• Problem statement
Set down exactly, from the records below, the line with "Task: an <instance>" through the line with "positive clicks: (472, 594) (553, 566)", and nothing else.

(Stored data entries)

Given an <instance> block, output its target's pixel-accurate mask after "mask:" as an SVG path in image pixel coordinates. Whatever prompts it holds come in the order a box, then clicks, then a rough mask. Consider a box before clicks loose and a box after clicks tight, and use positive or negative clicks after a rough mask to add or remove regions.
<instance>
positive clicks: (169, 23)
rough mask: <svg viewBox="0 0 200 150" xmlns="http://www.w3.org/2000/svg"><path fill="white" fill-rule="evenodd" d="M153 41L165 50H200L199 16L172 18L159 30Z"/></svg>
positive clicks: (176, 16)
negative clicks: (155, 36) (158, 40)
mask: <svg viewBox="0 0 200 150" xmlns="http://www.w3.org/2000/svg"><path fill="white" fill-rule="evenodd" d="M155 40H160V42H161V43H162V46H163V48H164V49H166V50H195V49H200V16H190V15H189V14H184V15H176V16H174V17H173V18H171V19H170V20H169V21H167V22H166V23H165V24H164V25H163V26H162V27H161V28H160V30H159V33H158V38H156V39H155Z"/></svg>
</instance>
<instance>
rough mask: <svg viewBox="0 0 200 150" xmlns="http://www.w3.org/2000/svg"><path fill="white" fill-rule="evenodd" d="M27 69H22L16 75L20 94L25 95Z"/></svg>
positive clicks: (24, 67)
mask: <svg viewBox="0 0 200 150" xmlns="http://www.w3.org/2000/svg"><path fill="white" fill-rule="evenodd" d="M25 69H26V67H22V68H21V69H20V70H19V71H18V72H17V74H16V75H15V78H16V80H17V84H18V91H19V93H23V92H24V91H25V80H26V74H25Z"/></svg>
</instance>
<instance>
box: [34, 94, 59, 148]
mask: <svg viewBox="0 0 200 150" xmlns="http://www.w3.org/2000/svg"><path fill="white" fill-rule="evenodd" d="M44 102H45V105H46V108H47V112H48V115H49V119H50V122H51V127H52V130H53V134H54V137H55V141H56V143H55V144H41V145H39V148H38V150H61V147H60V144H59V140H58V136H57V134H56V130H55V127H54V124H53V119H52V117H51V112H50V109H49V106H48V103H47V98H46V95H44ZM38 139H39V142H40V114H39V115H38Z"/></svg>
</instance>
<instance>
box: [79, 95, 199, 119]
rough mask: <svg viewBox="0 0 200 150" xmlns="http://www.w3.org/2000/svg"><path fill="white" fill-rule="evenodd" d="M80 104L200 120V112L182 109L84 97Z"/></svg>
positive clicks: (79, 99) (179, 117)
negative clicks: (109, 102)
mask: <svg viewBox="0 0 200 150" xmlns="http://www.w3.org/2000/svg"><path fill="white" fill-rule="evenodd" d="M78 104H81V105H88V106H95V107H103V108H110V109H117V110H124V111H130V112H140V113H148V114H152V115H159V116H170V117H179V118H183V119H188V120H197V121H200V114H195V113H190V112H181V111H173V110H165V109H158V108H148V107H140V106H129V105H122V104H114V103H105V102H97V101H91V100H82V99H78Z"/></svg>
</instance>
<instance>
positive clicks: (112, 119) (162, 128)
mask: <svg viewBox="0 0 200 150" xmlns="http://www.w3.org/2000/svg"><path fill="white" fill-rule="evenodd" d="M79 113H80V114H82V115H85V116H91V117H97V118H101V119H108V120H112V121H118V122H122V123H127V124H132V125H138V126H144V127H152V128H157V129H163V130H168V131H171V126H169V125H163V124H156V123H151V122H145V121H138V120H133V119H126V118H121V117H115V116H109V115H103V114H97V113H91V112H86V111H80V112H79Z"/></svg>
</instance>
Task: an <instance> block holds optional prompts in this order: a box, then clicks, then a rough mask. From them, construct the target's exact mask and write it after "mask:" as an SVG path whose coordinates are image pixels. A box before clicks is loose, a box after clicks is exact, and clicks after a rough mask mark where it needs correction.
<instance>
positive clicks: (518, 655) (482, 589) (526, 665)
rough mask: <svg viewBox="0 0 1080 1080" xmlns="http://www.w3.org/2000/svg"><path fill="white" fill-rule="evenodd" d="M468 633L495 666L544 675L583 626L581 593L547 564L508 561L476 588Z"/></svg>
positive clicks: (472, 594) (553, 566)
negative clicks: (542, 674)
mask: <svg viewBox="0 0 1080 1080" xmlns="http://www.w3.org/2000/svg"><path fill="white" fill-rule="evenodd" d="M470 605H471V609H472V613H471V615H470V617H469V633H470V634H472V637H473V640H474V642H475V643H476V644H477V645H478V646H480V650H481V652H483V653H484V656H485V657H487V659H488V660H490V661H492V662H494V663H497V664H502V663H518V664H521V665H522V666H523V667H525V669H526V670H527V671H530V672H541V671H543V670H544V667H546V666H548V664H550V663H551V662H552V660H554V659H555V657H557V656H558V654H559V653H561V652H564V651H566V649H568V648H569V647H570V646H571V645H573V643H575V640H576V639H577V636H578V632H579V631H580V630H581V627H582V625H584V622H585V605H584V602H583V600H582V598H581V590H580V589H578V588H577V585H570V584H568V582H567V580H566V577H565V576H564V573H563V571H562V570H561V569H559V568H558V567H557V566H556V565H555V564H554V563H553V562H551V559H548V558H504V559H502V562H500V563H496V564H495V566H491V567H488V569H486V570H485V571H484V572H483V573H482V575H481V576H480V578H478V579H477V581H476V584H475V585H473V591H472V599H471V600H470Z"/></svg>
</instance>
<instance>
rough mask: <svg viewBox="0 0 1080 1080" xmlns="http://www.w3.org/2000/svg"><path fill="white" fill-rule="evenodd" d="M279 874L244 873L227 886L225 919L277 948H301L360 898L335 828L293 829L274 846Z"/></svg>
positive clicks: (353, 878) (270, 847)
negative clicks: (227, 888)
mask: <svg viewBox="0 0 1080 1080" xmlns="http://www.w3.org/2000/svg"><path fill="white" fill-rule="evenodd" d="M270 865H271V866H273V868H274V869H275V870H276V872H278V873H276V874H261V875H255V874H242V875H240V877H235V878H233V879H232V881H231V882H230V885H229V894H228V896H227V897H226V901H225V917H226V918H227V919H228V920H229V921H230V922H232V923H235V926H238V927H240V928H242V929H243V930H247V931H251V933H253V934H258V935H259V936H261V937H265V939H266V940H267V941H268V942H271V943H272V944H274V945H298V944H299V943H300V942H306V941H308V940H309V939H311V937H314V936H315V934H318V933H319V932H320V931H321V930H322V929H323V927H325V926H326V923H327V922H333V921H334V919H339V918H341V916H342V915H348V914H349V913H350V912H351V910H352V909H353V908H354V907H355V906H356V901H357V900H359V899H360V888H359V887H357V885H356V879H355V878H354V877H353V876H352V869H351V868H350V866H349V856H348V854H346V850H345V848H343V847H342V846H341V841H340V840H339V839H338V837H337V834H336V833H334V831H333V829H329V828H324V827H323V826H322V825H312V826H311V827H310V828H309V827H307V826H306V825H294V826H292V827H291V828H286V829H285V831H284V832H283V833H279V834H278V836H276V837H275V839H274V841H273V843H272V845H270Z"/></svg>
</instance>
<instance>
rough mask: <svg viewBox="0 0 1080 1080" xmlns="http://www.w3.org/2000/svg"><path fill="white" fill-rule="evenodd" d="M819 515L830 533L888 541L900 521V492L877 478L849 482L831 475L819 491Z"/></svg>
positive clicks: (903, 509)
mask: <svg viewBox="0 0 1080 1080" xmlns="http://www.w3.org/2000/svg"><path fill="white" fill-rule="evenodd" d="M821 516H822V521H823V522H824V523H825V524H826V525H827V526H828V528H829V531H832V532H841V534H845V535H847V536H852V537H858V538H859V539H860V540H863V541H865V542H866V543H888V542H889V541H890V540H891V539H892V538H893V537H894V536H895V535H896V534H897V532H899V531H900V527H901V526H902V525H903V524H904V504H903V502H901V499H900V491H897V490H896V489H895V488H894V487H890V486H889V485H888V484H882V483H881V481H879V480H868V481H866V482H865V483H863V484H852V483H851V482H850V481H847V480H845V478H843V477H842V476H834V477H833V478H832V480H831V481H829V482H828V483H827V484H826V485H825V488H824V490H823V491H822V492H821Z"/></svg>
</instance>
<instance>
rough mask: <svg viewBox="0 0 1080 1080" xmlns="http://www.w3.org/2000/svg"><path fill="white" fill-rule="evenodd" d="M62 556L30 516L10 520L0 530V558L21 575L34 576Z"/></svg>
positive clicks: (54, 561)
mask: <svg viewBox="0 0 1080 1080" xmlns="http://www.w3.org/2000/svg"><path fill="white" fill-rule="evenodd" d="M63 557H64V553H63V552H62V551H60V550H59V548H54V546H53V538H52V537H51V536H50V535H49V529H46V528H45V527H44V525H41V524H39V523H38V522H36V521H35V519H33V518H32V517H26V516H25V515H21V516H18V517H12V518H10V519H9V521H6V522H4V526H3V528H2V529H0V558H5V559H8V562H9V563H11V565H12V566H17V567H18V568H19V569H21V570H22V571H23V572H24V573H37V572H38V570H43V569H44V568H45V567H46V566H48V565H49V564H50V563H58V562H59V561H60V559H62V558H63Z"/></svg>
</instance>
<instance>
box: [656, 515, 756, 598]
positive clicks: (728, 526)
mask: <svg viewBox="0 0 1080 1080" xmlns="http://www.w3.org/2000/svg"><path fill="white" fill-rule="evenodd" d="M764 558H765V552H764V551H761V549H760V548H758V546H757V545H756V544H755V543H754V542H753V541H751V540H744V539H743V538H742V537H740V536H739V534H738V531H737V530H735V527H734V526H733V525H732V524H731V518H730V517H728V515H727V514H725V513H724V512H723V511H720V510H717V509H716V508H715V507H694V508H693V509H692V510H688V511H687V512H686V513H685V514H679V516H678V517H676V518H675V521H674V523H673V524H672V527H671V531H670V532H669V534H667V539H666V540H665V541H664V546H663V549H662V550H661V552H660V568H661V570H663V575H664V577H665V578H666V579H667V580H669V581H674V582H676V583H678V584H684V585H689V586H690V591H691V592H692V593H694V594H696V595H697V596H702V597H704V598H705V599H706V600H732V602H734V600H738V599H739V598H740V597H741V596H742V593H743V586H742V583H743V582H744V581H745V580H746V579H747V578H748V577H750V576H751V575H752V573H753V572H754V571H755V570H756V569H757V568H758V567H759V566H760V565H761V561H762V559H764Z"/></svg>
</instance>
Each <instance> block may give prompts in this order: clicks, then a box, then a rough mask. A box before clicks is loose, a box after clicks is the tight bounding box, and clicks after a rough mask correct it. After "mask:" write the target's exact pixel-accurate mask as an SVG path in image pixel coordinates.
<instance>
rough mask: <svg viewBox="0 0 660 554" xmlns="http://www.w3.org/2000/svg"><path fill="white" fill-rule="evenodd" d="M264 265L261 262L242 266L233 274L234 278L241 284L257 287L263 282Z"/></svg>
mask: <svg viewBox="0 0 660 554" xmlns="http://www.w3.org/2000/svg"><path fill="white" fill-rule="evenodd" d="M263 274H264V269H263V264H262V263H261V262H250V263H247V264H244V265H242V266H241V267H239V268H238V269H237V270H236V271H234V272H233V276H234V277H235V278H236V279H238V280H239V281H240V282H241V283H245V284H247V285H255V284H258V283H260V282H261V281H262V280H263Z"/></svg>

• Your response
Task: an <instance> block holds optional prompts in this order: a box, then clicks, then a rough mask. From them, construct the target's exact mask and write it after "mask:" as an SVG path whose coordinates are image pixels. A box before clicks is loose, a box after clicks is exact, and clicks after a rough mask mark where it needs correction.
<instance>
positive clicks: (518, 655) (482, 589) (526, 665)
rough mask: <svg viewBox="0 0 1080 1080" xmlns="http://www.w3.org/2000/svg"><path fill="white" fill-rule="evenodd" d="M468 633L495 666L544 675L583 626L581 593L547 564L508 561L476 588Z"/></svg>
positive clicks: (472, 594) (553, 566)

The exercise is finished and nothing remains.